TEXTE FOURNI -
▶

Quel pacte est passé? Si nul ne voit à Genval l’autre homme le plus couru de l’opposition, le richissime ex-gouverneur du Katanga fondateur du G-7, il est bien présent par Katebe. C’est lui qui a payé l’addition du Château (un demi-million d’euros, pas moins!) quoique nul ne dira jamais la vérité puisqu’un prête-nom belge - qui aurait des intérêts au Katanga - est publiquement présenté! Il y est dans le concept AR (Alternance pour la République) dont la présidence est confiée à un élu ex-MLC, Delly Sesanga Hipungu Dja Kaseng Kapitu.
Mais c’est Katebe qui a travaillé au corps son «ami» octogénaire malade et fatigué Tshisekedi présent pendant ces deux jours au Château du Lac. C’est lui qui l’a convaincu à lancer ce Conclave par un discours - «pour chasser (du pouvoir) qui vous savez» - et à le clôturer par un discours de ce qui est fêté comme le début de la fin du régime de Kabila.
C’est lui qui l’a persuadé que son incroyable heure est celle-ci et qu’il n’y en aura pas d’autre. C’est lui qui a fait dire à celui qui avait fait ses adieux à la politique à sa défaite électorale de 2011, jusqu’à lui souffler des mots à l’oreille ou à répondre à sa place lors d’une mémorable interview au MondeAfrique: «Je suis prêt, je m’y suis préparé».

ILS ONT MISE TOUS SUR LUI.
Opposés au Dialogue de Kabila mais réduits à celui-ci par leur icône, les opposants réussissent à mettre en place un organe de suivi, qui porte Tshisekedi à la présidence et Katebe avec lui.

◀

LIGNES DE DONNÉES -
▶

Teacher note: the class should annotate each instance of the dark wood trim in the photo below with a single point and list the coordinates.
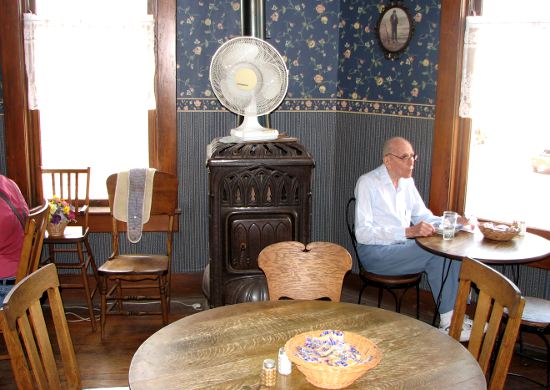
(16, 117)
(165, 141)
(448, 138)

◀

TÂCHE DEMANDÉE 1 - D'après le texte sur le conclave de l'opposition à Genval, à qui la présidence de l'AR (Alternance pour la République) est-elle confiée ?
TÂCHE DEMANDÉE 2 - Poursuivez le texte sur le conclave de l'opposition à Genval à partir de sa dernière phrase.
Les lignes proviennent d'une autre source que le texte.

RÉSULTAT OBTENU 1 - Elle est confiée à Delly Sesanga Hipungu Dja Kaseng Kapitu, un élu ex-MLC.

RÉSULTAT OBTENU 2 -
Puis l’après-Genval. L’opposition qui a repris des forces - la Majorité en perd encore avec deux départs, François Mwamba Tshishimbi et Alphonse Ntumba Luaba qui rejoignet Tshisekedi - accueillent à Kinshasa le mercredi 27 juillet son héros et tient meeting quatre jours plus tard le 31 juillet à la Place du Triomphal. «Le deuxième Mandela du monde» - comme l’appellent ses partisans - se déplace à s’y laisser tomber mais qu’importe! La fête est totale, les médias du monde, en prime time, n’ont que ça, oubliant le meeting défi du 27 juillet de la Majorité Présidentielle à Tata Raphaël.
Mais ni Moïse, ni Soriano, n’a fait le voyage alors que les deux hommes sont dans tous les esprits des opposants qui sentent le pouvoir tout proche.
«Les millions de Moïse ont rejoint la capacité de mobilisation d’Etienne à ce point que Kabila n’a que ses yeux pour pleures», analyse un diplomate!
C’est Moïse qui a organisé le voyage retour médiatisé par jet privé, Champagne et caviar à bord à gogo. «C’est lui qui paie toutes les factures et a mis le Vieux totalement à l’abri des besoins», murmurent des proches qui lui en savent gré.
Pour immortaliser ce mariage, Katebe a offert un immeuble à Limeté qui devient le siège d’un parti vieux des années Mobutu qui n’en avait aucun. «Le Sphinx est au centre de toutes les attentions.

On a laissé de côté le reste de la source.